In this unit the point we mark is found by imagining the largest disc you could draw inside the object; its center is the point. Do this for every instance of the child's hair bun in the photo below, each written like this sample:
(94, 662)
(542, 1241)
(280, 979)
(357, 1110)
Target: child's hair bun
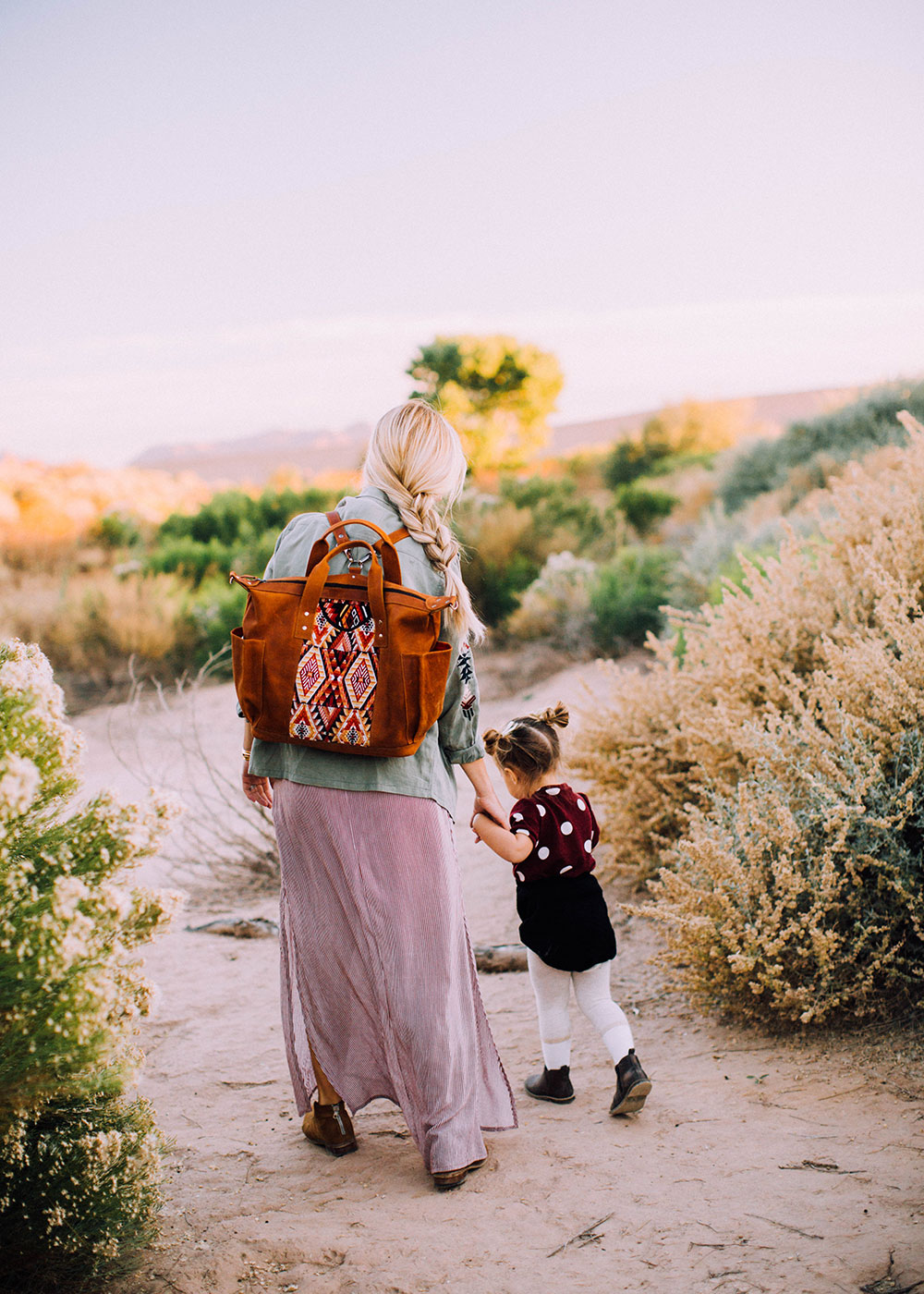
(555, 715)
(496, 743)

What the task asks →
Make a word-for-word copy of the entries, without any pictures.

Exercise solution →
In this unit the point we mark is found by imagining the largest disc you could draw inside the object; its center is the point. Do this for every instance of the child's hair bun in the photo below, each written like this sample:
(94, 662)
(542, 1241)
(280, 979)
(357, 1110)
Target: child's hair bun
(555, 715)
(496, 743)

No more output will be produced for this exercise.